--- Passage given ---
■ ■ ■ ■

I think another approach in light of Don’s answer can be:

Lemma:Let $G$ is a $p$-group and $H<G$ then $H\lneqq N_G(H)$.

Here we know that $[G:H]=p$ then $H$ is a proper subgroup of $G$. So the lemma tells us in this group we have $H$ as a proper subgroup of its normalizer in $G$. In fact our conditions make $N_G(H)$ to be $G$ itself and this means that $H\vartriangleleft G$.

You only need the following

**Lemma:**: If $\,G\,$ is a finite group and $\,p\,$ is the smallest prime diving $\,|G|\,$ , then any subgroup of *index* $\,p\,$ is normal in $\,G\,$ .

**Proof (highlights):** Let $\,N\leq G\,\,,\,\,[G:N]=m\,$ , and define an action of $\,G\,$ on the set of $\,X\,$ of left cosets of $\,N\,$ by $\,g\cdot(xN):=(gx)N\,$ :

1) Check the above indeed is a group action on that set

2) Check that the given action induces a homomorphism $\,\phi:G\to S_X\cong S_m\,$ with kernel

$$\ker\phi=\bigcap_{x\in G}N^x\,,\,\,\,N^x:=x^{-1}Nx $$

(the above kernel is also called *the core* of $\,N\,$)

■ ■ ■ ■

--- Set task 1 ---
Translate this sentence from the passage on subgroups of index p into Spanish: "In fact our conditions make $N_G(H)$ to be $G$ itself and this means that $H\vartriangleleft G$."
--- Set task 2 ---
Please proceed with the passage on subgroups of index p, picking up right after its last sentence.

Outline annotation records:

■ ■ ■ ■

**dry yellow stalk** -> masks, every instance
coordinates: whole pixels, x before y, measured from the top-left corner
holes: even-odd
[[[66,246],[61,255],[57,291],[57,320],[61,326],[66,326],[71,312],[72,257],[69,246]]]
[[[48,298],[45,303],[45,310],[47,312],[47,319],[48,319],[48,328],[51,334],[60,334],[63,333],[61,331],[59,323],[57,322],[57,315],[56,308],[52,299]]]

■ ■ ■ ■

--- Output 1 ---
De hecho, nuestras condiciones hacen que $N_G(H)$ sea el propio $G$, y esto significa que $H\vartriangleleft G$.

--- Output 2 ---
3) Check that $\,\ker\phi\,$ is the greatest subgroup of $\,G\,$ normal in $\,G\,$ which is contained in $\,N\,$

4) Now apply the above to the case $\,m=p=\,$ the smallest prime dividing the order of the group.

One more solution. This one I saw in an old paper (1895) by Frobenius (from here).

We proceed by induction. The case $n = 1$ is clear. Let $H$ be a subgroup of index $p$, ie. $H$ has order $p^{n-1}$. Since $p$-groups have nontrivial center, there exists $x \in Z(G)$ of order $p$. If $x \in H$, then $H/\langle x\rangle \trianglelefteq G/\langle x\rangle$ by induction and thus $H \trianglelefteq G$. If $x \not\in H$, then $G = H\langle x \rangle$ and $H \trianglelefteq G$ since $x$ is central.

This is a bit ad-hoc, but I thought up one more elementary solution.

Let $H$ be a subgroup of index $p$. Suppose that $H$ is not normal. Then there exists $g \in G$ such that $g^{-1}Hg \neq H$. Thus $G$ is equal to the product $H(g^{-1}Hg)$, but this is in contradiction with the following fact.

If $M$ is a subgroup of $G$ and $g \in G$ such that $G = Mg^{-1}Mg$, then $M = G$.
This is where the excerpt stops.